- _Required task A_:
In the Snod's Law synopsis, rewrite the part that opens with the words containing "that an affair" and closes with "joint educational functions.)", renaming "Housemistress" to "Head of House".
- _Required task B_:
According to the Snod's Law synopsis, where is Syylk's Pele Tower restoration project?
- _Required task C_:
List everything the Snod's Law synopsis says Augustus Snodbury loves.

-- start Selection --

Posted by Candia in Architecture, Education, Family, History, Humour, Literature, Music, Romance, short story, Social Comment, Suttonford, Writing

≈ 9 Comments

Tags

Bonnie Prince Charlie, Bosphorous, clarsach, communion chalice, Head Teachers' Conference, hypogonadism, Inklings, lacrosse, Land Girl, lost Faberge egg, model railway club, National Trust, Pele Tower, seamed stockings, Simon Bolivar, Snodland, St Birinus, St Vitus

Candia: You think it would be useful?

Brassica: Well, a lot of people have come in on the action

mid-plot, so-yes- why not offer them a synopsis?

Candia:  Okay- they can skip it if they have been following

since Snod’s story took off.

Here it is, folks:

SYNOPSIS: Snod’s Law

Augustus Snodbury, Senior Master and Acting Head of St Birinus’ Middle School

is ripe for retirement. He loves comfort food, the Model Railway Club and Latin.

He is a role model for Junior Masters, but a bête noire for other staff.

For his entire life, he has taken for granted that he was the product of a liaison

of socialite and erstwhile Land Girl, Berenice Snodbury and A N Other.

Berenice’s sister, Augusta, took on responsibility for the child when her sister

ran off to Venezuela, following romantic dreams inspired by her hero, Simon

Bolivar.

The original Augusta, the girls’ mother. had not set them a terribly orthodox

example, as she herself had run around the Bosphorous with an itinerant rug

seller.

Snod’s lonely, institutionalised existence is interrupted by a climactic revelation

that an affair which he conducted with the ‘lax’ (lacrosse) mistress of a

sister establishment many moons ago engendered a child. That ‘child’ is now

a Housemistress at St Vitus’ School for the Academically-Gifted Girl, the school

in which her mother originally taught. (In fact, Gus has unwittingly met his

daughter on a number of occasions, at joint educational functions.)

The reason that his relationship broke down was owing to a Hardyean

twist of fate. A missing communication which contained his marriage

proposal now re-surfaces during re-furbishment for a school let. Diana,

the retired lax mistress, is exposed as having been deceitful.

She married ‘on the re-bound’, foisting her child on Murgatroyd-Syylk,

picture dealer and restorer. The pair subsequently divorced and now

Syylk is completing a restoration project of a Pele Tower in the Borders.

UNC Lacrosse.jpg

Drusilla, the Housemistress, attempts to encourage her parents to meet.

Will their romance re-ignite? Initially, it is a damp squib.

-- end Selection --
-- start Provided information --

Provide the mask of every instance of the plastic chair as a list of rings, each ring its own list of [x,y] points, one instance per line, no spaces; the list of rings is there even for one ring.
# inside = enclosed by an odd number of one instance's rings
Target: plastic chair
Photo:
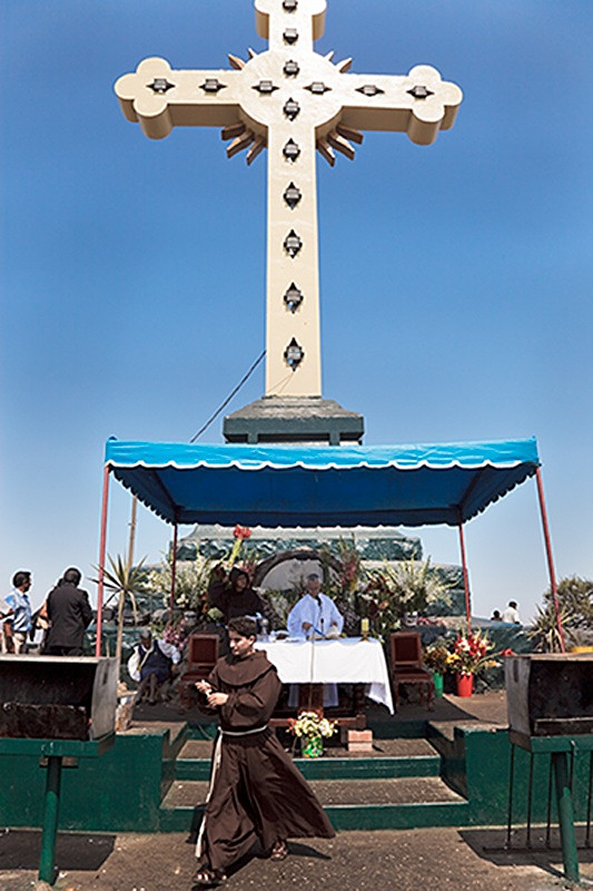
[[[421,704],[424,705],[425,688],[428,708],[434,708],[433,673],[424,667],[418,631],[392,631],[389,637],[392,657],[392,685],[396,711],[399,708],[399,684],[417,684]]]
[[[187,672],[179,678],[179,702],[182,708],[191,705],[191,691],[196,681],[208,677],[218,660],[220,638],[217,634],[194,631],[187,643]]]

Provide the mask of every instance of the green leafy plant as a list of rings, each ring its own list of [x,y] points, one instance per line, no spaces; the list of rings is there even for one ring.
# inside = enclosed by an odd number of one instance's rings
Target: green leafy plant
[[[135,619],[138,617],[138,606],[136,598],[147,590],[147,571],[144,568],[146,557],[139,564],[131,566],[130,562],[118,554],[116,559],[108,557],[109,567],[103,568],[103,584],[107,590],[112,591],[117,597],[117,638],[116,657],[121,659],[121,642],[123,638],[123,609],[126,600],[129,599],[134,610]],[[96,567],[97,568],[97,567]],[[95,579],[97,582],[98,579]],[[108,603],[108,601],[107,601]]]
[[[432,644],[424,650],[424,664],[433,672],[444,675],[448,669],[449,653],[445,642]]]
[[[209,610],[208,586],[216,562],[198,554],[195,560],[179,561],[176,566],[175,606],[184,610],[194,610],[198,620]],[[170,559],[164,558],[158,569],[154,569],[148,578],[150,590],[161,597],[164,606],[167,607],[171,591],[171,572]]]
[[[431,558],[417,561],[412,557],[397,564],[385,560],[380,569],[370,570],[368,576],[362,596],[364,611],[383,640],[401,627],[406,614],[423,614],[431,604],[446,600],[451,587],[431,567]]]
[[[527,635],[537,653],[562,653],[556,610],[553,604],[536,607],[535,621]],[[560,620],[564,629],[565,643],[573,643],[573,630],[577,625],[576,614],[567,606],[560,607]],[[567,638],[567,639],[566,639]]]

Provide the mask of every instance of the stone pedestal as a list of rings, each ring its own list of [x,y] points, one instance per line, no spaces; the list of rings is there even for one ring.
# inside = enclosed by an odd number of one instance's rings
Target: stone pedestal
[[[263,396],[225,418],[226,442],[360,444],[362,414],[322,396]]]

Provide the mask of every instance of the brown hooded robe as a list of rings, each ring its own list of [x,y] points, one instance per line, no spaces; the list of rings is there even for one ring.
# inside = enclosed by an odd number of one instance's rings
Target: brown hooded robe
[[[200,866],[224,871],[256,839],[264,849],[289,838],[332,839],[336,833],[313,790],[266,727],[281,686],[266,654],[219,659],[209,683],[229,698],[218,709],[221,735],[196,849]]]

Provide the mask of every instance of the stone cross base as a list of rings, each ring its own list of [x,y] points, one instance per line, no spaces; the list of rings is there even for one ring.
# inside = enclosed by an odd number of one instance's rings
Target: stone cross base
[[[360,443],[362,414],[322,396],[263,396],[225,418],[226,442]]]

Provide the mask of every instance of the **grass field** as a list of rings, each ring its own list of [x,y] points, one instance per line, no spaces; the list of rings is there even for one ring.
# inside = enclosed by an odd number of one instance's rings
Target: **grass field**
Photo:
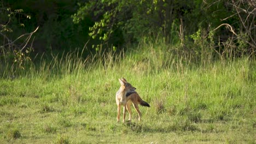
[[[256,143],[255,59],[195,64],[158,50],[69,53],[17,75],[2,65],[0,143]],[[141,122],[132,107],[117,122],[121,77],[151,106]]]

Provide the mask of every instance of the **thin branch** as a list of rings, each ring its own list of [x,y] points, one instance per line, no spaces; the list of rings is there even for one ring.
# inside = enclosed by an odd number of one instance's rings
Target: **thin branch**
[[[37,27],[37,28],[36,29],[36,30],[34,30],[33,32],[31,32],[31,33],[25,33],[24,34],[22,34],[21,35],[20,35],[20,37],[19,37],[19,38],[18,38],[16,39],[15,39],[14,41],[13,41],[13,42],[11,42],[11,43],[9,43],[9,44],[5,44],[4,46],[5,45],[11,45],[13,44],[14,43],[14,42],[15,42],[16,41],[17,41],[18,39],[20,39],[21,37],[25,36],[25,35],[32,35],[33,34],[34,34],[37,31],[37,29],[38,29],[38,28],[39,28],[39,26],[38,26]],[[31,37],[31,36],[30,36]]]

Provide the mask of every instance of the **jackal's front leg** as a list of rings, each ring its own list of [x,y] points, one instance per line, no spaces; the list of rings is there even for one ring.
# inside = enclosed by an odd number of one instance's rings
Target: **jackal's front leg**
[[[124,123],[125,119],[125,112],[126,111],[126,107],[125,106],[124,106],[124,116],[123,117],[123,123]]]
[[[118,122],[120,121],[120,110],[121,108],[120,104],[118,105],[118,117],[117,117],[117,121]]]

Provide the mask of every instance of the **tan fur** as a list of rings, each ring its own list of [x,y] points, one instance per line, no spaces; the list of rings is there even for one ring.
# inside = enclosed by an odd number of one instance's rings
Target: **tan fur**
[[[125,79],[122,77],[121,79],[118,79],[121,84],[118,91],[115,94],[115,101],[118,105],[118,116],[117,121],[120,121],[120,112],[121,106],[124,107],[123,113],[124,116],[123,118],[123,122],[125,122],[125,112],[126,109],[129,113],[129,121],[131,119],[131,104],[132,104],[138,115],[138,120],[141,121],[141,113],[138,107],[138,104],[143,106],[150,107],[149,105],[147,102],[143,101],[139,96],[138,93],[135,91],[136,89],[133,87],[130,83],[128,83]],[[126,94],[129,94],[126,96]]]

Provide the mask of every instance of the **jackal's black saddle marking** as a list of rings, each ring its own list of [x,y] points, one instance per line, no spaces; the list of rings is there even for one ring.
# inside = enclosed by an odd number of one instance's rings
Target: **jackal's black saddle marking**
[[[128,92],[126,93],[126,94],[125,95],[125,96],[126,96],[126,97],[128,97],[130,95],[133,94],[133,93],[136,93],[136,92],[135,91],[129,91]]]

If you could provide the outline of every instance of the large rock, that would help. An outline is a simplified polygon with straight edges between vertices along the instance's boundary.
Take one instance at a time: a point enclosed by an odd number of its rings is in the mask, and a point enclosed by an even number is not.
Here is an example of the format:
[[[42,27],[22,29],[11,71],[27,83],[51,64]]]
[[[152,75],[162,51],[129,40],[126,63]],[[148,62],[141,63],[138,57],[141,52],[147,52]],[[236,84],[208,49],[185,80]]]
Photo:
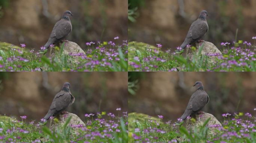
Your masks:
[[[60,114],[56,116],[55,118],[58,120],[58,122],[56,123],[53,121],[50,127],[50,129],[53,130],[55,129],[63,127],[66,122],[67,119],[70,117],[71,117],[71,118],[70,121],[68,124],[67,126],[73,127],[72,128],[72,131],[71,132],[72,134],[78,134],[79,127],[85,126],[85,124],[76,115],[69,112],[64,114]]]
[[[195,53],[198,54],[200,46],[203,46],[201,54],[206,55],[209,58],[209,61],[210,63],[215,63],[217,60],[217,55],[222,54],[220,51],[214,44],[209,42],[204,41],[199,44],[196,42],[193,45],[195,45],[196,49],[192,50],[191,48],[189,48],[187,55],[191,60],[193,59]],[[186,51],[186,49],[185,51]]]
[[[63,53],[66,54],[85,54],[85,53],[80,46],[74,42],[71,41],[68,41],[65,43],[63,48]]]
[[[199,128],[199,127],[202,126],[209,118],[210,118],[210,120],[206,125],[206,127],[209,127],[208,132],[209,136],[213,135],[217,133],[216,127],[222,125],[216,118],[210,114],[204,112],[200,113],[198,115],[196,114],[195,116],[196,119],[195,122],[193,123],[191,121],[191,120],[189,120],[188,123],[185,121],[185,124],[186,124],[187,130],[190,130],[191,129],[193,130],[195,128]]]

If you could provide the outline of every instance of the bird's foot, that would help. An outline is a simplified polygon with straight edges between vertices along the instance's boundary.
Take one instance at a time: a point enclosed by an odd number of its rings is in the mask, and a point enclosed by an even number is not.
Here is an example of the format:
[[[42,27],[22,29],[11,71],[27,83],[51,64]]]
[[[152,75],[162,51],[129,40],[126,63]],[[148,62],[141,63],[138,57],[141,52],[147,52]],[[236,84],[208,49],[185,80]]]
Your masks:
[[[204,111],[199,111],[197,113],[198,115],[201,114],[204,114]]]
[[[68,40],[61,40],[60,41],[61,43],[62,44],[63,43],[63,42],[69,42],[69,41],[68,41]]]
[[[198,40],[196,42],[197,42],[197,43],[198,43],[198,44],[199,44],[199,43],[201,43],[201,42],[204,42],[204,40]]]
[[[61,115],[65,114],[68,114],[68,112],[67,111],[62,111],[61,112]]]

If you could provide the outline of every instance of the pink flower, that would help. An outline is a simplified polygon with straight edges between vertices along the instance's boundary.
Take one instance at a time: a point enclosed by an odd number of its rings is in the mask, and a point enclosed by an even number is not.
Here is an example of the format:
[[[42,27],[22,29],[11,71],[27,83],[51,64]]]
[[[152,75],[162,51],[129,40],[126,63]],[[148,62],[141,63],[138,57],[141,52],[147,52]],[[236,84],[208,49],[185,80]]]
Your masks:
[[[162,115],[158,115],[157,116],[158,116],[158,118],[161,119],[162,119],[163,118],[164,118],[164,116],[163,116]]]

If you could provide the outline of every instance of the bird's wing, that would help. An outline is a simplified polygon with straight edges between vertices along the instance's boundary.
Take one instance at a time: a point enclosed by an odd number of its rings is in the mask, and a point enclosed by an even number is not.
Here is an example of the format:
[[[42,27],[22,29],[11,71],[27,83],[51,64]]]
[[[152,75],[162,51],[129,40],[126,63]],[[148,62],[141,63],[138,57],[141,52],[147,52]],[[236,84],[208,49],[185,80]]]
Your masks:
[[[68,21],[61,20],[56,23],[54,26],[55,35],[56,39],[61,39],[64,38],[71,31],[71,25]]]
[[[192,29],[192,38],[197,40],[204,35],[208,30],[207,23],[205,21],[198,20],[195,22],[195,25]]]
[[[189,30],[189,31],[188,32],[188,34],[187,34],[187,36],[186,37],[186,38],[189,39],[192,38],[192,29],[194,28],[194,27],[195,27],[195,22],[193,22],[192,23],[192,24],[191,24],[191,25],[190,26]]]
[[[193,112],[197,112],[202,109],[207,104],[208,96],[205,92],[201,91],[197,91],[193,94],[195,96],[192,101],[192,110]]]
[[[68,106],[71,100],[71,96],[68,93],[65,93],[59,95],[57,96],[55,104],[57,111],[65,109]]]

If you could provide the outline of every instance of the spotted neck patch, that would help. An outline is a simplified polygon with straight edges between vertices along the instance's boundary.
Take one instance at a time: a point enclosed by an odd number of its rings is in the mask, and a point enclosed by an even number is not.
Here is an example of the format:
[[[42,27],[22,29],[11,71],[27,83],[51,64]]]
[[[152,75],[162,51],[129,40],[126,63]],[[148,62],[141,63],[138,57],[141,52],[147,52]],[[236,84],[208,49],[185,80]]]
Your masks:
[[[68,88],[65,87],[62,88],[62,89],[61,89],[61,90],[65,92],[69,92],[69,89]]]
[[[62,19],[65,20],[70,21],[69,18],[68,18],[68,16],[66,15],[63,15],[63,16],[62,16]]]
[[[204,15],[200,15],[199,17],[198,17],[198,19],[201,20],[206,20],[206,17]]]
[[[202,91],[204,91],[204,86],[199,86],[198,89],[197,90],[202,90]]]

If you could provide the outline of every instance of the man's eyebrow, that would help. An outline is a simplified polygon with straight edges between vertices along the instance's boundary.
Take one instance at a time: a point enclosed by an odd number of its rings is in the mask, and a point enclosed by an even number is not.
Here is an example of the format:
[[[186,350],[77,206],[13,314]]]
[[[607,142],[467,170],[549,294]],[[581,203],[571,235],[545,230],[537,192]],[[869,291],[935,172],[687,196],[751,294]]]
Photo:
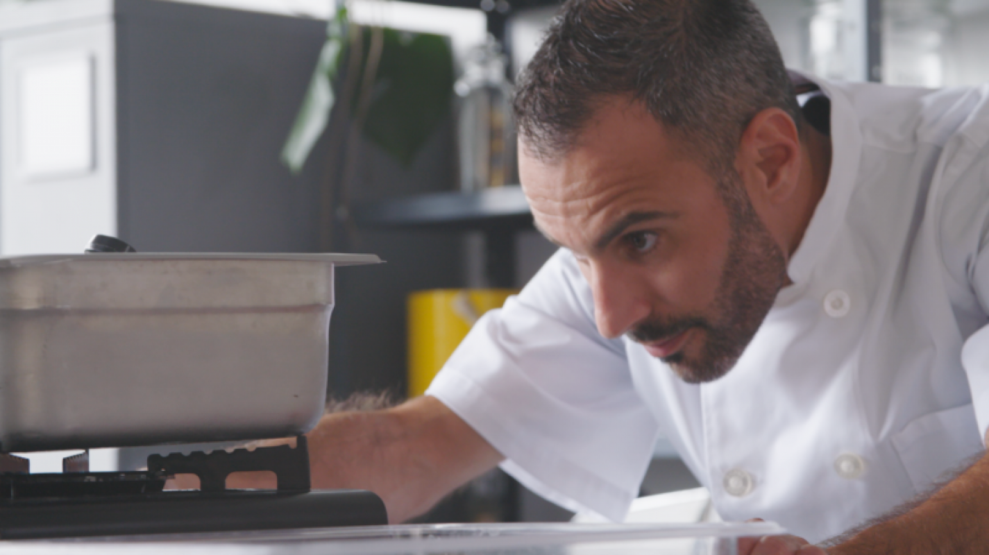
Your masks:
[[[672,212],[631,212],[626,214],[614,224],[604,233],[601,234],[600,238],[594,243],[594,248],[596,250],[604,250],[607,245],[615,239],[618,235],[625,232],[631,226],[642,222],[649,222],[650,220],[663,220],[668,218],[675,218],[676,214]]]

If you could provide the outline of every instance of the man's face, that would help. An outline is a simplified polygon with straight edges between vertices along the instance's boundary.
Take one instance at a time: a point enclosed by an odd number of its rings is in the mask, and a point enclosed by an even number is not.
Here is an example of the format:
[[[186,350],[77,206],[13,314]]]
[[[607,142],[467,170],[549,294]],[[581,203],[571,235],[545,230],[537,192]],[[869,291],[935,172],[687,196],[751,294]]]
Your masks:
[[[786,280],[734,171],[712,176],[638,104],[602,106],[561,159],[520,148],[537,227],[569,248],[605,337],[627,334],[689,383],[725,375]]]

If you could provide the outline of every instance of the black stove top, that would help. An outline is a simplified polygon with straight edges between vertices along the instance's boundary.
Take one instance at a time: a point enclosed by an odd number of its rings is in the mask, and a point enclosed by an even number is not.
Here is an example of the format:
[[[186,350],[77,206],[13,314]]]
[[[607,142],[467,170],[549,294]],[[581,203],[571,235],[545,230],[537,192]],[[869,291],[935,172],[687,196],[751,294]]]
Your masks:
[[[148,470],[89,472],[69,457],[61,474],[30,474],[27,461],[0,455],[0,539],[270,530],[387,524],[378,496],[310,491],[306,438],[296,447],[258,447],[148,457]],[[233,472],[266,470],[277,490],[227,490]],[[165,491],[176,474],[195,474],[198,491]]]

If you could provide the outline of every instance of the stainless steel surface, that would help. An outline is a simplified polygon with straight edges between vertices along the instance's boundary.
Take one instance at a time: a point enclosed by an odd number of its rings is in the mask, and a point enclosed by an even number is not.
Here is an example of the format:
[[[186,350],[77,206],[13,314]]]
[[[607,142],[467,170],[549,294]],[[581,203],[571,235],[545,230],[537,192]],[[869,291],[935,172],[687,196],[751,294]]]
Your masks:
[[[296,435],[322,413],[333,268],[373,255],[0,259],[5,451]]]
[[[393,555],[430,553],[734,555],[736,539],[784,533],[772,522],[703,524],[408,524],[0,542],[19,553],[243,553]]]

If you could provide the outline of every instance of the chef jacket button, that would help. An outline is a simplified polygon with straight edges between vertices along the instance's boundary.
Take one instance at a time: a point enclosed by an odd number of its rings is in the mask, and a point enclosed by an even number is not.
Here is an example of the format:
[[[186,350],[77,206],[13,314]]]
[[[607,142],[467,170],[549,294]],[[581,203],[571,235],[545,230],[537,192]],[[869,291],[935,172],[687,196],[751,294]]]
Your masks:
[[[752,493],[754,481],[751,474],[736,468],[725,473],[725,479],[722,481],[722,484],[728,495],[743,498]]]
[[[835,472],[842,478],[854,480],[865,474],[865,461],[858,455],[842,453],[835,459]]]
[[[852,299],[849,294],[836,289],[824,296],[824,312],[831,318],[842,318],[852,310]]]

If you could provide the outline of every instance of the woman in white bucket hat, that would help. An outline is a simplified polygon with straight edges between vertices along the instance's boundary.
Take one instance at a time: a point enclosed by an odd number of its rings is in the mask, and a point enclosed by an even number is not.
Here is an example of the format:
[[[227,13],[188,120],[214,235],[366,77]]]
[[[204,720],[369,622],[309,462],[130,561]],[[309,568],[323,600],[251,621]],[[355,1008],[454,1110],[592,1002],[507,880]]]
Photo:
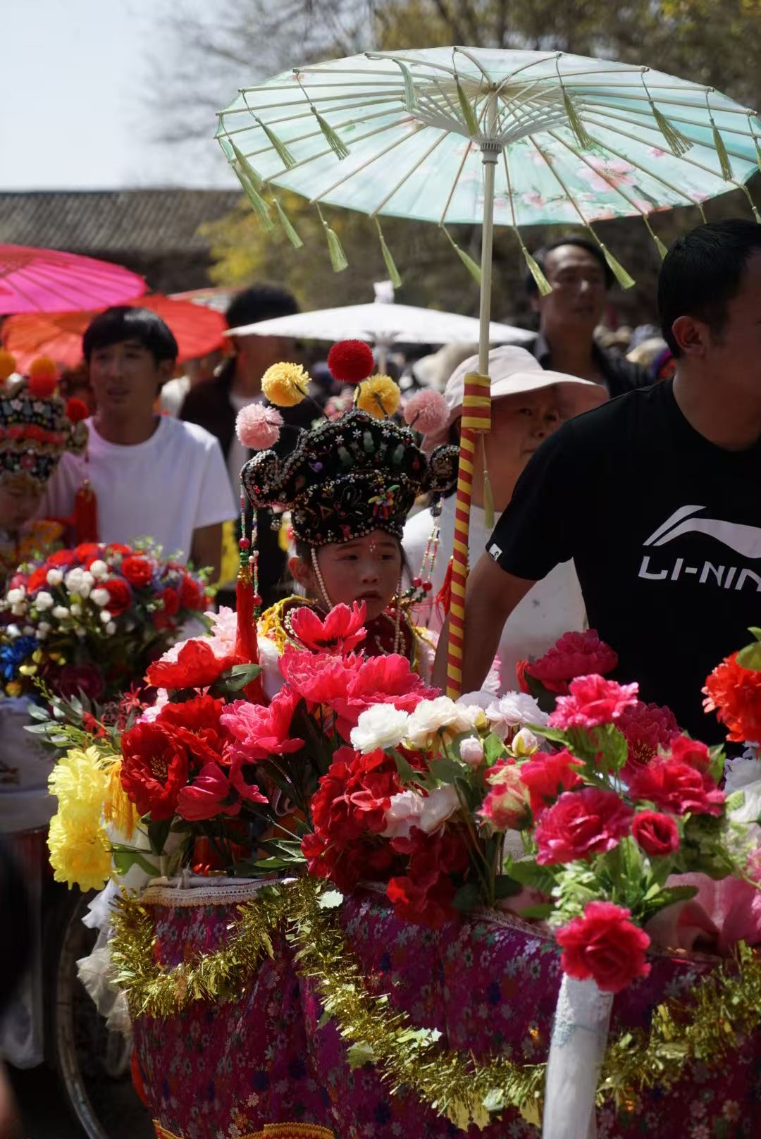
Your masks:
[[[477,368],[478,360],[474,355],[463,361],[452,372],[444,390],[449,407],[448,428],[441,437],[426,440],[426,446],[457,437],[463,413],[465,376],[469,371],[477,371]],[[578,379],[564,372],[546,371],[530,352],[514,345],[491,350],[489,375],[492,424],[484,437],[483,450],[496,522],[510,501],[518,476],[540,443],[565,419],[605,402],[607,392],[602,384]],[[563,503],[558,503],[558,509],[563,509]],[[472,563],[483,552],[492,528],[491,524],[486,524],[483,457],[477,446],[468,541]],[[452,554],[453,532],[453,493],[441,502],[439,518],[428,508],[410,518],[404,526],[402,544],[410,573],[416,579],[431,582],[426,601],[416,613],[416,622],[427,624],[436,633],[445,617],[445,604],[440,595]],[[436,554],[431,568],[426,550],[429,555],[434,549]],[[498,650],[499,690],[516,688],[515,665],[519,659],[541,656],[564,632],[584,626],[581,588],[573,563],[566,562],[538,582],[507,621]],[[491,683],[494,683],[493,677]]]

-- end Provided information --

- _Complete answer A_:
that an affair which he conducted with the ‘lax’ (lacrosse) mistress of a

sister establishment many moons ago engendered a child. That ‘child’ is now

a Head of House at St Vitus’ School for the Academically-Gifted Girl, the school

in which her mother originally taught. (In fact, Gus has unwittingly met his

daughter on a number of occasions, at joint educational functions.)

- _Complete answer B_:
In the Borders.

- _Complete answer C_:
Comfort food, the Model Railway Club, and Latin.